-- Start Text extract --

1. Do the users spend more time on the new landing page than the existing landing page?¶

Visual Analysis¶

In [26]:
#visual depiction of time_spent_on_the_page(numerical variable) vs. landing_page (categorical variable)
#using seaborn .boxplot() function to make boxplot/setting color of boxplot to thistle
sns.boxplot(data=users, x='landing_page', y='time_spent_on_the_page', color='thistle'); #using data from users dataframe to make boxplot with landing_page on x-axis and time_spent_on_the_page on y-axis
plt.title('Time Spent on Landing Page vs. Landing Page'); #setting title of boxplot
plt.xlabel('Landing Page'); #setting title of x-axis
plt.ylabel('Time Spent on Landing Page'); #setting title of y-axis
plt.show(); #displaying boxplot

Observations:¶

  • The median time spent on the landing page is much higher for the new page than the old page.
  • The data for the old page is more spread out than the new page data.

Null and Alternate Hypotheses¶

By checking the standard deviation and testing the mean of the old page and new page samples, it can either be accepted or rejected that users spent the same amount of time on the landing pages. If this is rejected, then the alternative is that the users on the new landing page spent more time than the users on the old landing page.

The mean time spent on the new landing page is $\mu_1$. The mean time spent on the old landing page is $\mu_2$.

Null Hypothesis: Both means are equal.

$H_0: \mu_1=\mu_2$

Alternative Hypothesis: The mean for the new page is greater than the mean for the old page.

$H_a: \mu_1 > \mu_2$

Appropriate Test¶

In [27]:
#checking standard deviation of the time spent on the new page
#adding data for the new landing page into a new dataframe called new_page
new_page = users[users['landing_page'] == 'new']
#using .std() function to calculate standard deviation for the time_spent_on_the_page column of the new_page dataframe
new_std_deviation = new_page['time_spent_on_the_page'].std()

#checking standard deviation of the time spent on the old page
#adding data for the old landing page into a new dataframe called old_page
old_page = users[users['landing_page'] == 'old']
#using .std() function to calculate standard deviation for the time_spent_on_the_page column of the old_page dataframe
old_std_deviation = old_page['time_spent_on_the_page'].std()

#printing both standard deviations
print('Standard Deviation for New Page:', new_std_deviation)
print('Standard Deviation fot Old Page:', old_std_deviation)
Standard Deviation for New Page: 1.8170310387878263
Standard Deviation fot Old Page: 2.581974849306046

The test that best fits this situation is the two independent sample t-test because we are comparing means from two independent population samples and the standard deviations are unequal or unknown.

-- End Text extract --
-- Start Listed records --

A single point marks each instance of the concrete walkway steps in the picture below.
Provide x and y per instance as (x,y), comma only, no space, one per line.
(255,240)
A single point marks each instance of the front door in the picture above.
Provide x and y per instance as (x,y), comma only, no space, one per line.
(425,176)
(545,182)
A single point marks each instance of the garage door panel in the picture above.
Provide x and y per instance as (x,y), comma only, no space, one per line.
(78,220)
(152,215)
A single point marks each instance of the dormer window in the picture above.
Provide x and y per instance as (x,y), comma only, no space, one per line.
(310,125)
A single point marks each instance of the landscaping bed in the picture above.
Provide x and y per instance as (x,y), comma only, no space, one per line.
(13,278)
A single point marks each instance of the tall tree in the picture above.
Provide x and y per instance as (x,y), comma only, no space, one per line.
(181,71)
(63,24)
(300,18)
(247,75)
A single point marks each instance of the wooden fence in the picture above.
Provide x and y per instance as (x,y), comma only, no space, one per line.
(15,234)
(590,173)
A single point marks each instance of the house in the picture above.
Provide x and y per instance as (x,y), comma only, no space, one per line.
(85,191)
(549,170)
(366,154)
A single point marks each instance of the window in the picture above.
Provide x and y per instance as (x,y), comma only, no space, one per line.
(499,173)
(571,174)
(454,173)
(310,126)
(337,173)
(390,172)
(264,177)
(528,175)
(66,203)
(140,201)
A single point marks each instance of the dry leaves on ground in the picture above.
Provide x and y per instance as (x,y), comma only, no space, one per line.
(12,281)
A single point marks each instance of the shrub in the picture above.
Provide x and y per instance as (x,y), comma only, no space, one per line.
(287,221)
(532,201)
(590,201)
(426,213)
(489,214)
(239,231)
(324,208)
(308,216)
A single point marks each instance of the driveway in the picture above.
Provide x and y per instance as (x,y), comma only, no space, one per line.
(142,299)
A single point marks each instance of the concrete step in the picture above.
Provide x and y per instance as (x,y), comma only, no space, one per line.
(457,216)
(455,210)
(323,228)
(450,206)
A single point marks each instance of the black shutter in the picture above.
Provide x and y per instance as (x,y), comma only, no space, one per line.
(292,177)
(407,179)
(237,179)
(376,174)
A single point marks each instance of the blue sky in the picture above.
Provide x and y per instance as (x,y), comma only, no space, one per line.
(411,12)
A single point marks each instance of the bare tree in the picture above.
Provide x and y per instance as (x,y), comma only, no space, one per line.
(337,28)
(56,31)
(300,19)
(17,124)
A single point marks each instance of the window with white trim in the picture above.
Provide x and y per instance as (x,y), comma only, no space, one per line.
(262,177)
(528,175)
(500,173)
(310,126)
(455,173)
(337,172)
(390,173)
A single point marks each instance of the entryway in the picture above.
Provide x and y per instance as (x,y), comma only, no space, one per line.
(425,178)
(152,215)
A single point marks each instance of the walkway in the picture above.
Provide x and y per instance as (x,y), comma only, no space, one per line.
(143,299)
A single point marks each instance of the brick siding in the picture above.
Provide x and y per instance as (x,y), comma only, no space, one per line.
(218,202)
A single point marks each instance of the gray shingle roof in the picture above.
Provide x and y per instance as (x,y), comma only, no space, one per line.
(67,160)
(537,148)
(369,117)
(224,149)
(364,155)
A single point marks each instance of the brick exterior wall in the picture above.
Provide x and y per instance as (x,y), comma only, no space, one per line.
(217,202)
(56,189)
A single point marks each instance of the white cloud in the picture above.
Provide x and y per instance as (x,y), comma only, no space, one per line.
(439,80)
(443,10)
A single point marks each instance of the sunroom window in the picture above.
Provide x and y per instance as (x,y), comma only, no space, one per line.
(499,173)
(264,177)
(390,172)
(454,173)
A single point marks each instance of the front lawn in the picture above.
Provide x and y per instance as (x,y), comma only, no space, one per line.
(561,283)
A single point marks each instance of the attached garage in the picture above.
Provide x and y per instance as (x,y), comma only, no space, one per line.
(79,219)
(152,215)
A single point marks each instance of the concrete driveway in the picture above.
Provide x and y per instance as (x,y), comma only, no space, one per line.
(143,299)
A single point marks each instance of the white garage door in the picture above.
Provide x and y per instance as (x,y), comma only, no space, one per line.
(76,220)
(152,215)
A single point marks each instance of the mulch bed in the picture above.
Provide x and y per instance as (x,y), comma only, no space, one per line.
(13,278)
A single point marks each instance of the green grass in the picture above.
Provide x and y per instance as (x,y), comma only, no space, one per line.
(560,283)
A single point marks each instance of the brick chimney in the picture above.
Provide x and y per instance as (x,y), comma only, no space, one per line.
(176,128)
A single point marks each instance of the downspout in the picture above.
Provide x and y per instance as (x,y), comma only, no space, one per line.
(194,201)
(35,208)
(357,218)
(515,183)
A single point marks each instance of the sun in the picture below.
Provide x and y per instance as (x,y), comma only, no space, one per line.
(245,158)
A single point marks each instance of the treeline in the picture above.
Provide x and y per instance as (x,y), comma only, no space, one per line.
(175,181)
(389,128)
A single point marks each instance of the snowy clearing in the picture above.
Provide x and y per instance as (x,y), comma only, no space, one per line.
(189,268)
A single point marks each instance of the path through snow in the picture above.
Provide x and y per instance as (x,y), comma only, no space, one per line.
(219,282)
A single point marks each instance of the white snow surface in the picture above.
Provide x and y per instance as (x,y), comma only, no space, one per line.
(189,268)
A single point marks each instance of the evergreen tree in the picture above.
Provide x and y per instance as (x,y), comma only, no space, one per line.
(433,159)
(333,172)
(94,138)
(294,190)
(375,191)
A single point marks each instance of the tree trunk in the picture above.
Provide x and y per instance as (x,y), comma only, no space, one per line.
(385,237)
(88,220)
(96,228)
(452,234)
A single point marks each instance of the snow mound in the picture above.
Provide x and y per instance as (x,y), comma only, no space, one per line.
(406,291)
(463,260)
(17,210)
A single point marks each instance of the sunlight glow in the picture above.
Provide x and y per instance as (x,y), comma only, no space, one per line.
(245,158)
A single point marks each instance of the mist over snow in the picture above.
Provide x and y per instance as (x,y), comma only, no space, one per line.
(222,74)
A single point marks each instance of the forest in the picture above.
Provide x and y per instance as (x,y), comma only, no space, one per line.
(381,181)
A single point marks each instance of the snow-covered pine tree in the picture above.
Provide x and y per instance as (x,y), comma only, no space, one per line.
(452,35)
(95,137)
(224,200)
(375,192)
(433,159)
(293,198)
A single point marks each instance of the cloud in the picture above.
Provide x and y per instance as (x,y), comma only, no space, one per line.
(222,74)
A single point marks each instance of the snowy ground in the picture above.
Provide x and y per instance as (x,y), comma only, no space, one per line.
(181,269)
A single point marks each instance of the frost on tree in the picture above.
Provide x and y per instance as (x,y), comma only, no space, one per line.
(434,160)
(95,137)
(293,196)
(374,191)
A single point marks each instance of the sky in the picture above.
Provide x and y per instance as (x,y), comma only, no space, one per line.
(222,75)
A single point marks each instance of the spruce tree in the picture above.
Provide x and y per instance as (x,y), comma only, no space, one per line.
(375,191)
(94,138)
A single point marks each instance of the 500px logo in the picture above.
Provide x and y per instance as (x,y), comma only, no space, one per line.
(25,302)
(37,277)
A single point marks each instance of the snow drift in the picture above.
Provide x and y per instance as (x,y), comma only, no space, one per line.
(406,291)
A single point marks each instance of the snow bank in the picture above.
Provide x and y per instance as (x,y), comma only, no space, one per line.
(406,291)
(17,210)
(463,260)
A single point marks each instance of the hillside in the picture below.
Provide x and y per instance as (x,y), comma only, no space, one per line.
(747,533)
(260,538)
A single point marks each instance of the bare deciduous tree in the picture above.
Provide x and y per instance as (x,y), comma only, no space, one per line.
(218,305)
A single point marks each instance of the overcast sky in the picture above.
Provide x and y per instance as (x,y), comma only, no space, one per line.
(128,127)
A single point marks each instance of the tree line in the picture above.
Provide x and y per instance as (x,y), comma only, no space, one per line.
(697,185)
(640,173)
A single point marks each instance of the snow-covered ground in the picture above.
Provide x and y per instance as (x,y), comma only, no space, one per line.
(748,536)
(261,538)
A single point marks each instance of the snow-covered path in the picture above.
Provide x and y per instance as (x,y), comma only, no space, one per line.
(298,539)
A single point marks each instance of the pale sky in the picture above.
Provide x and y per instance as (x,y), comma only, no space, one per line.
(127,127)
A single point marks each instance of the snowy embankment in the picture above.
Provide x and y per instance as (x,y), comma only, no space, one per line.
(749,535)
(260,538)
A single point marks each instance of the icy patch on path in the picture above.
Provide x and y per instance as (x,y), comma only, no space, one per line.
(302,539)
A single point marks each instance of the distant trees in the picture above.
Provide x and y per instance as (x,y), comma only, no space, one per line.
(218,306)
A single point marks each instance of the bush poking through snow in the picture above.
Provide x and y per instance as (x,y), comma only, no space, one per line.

-- End Listed records --

# Short exercise A:
Which test does the landing page analysis choose as the best fit for comparing the time spent on the two pages?
# Short exercise B:
Report every line of the records that contains the string "walkway", copying each line in full. Case counts.

# Full output A:
The two independent sample t-test.

# Full output B:
A single point marks each instance of the concrete walkway steps in the picture below.
A single point marks each instance of the walkway in the picture above.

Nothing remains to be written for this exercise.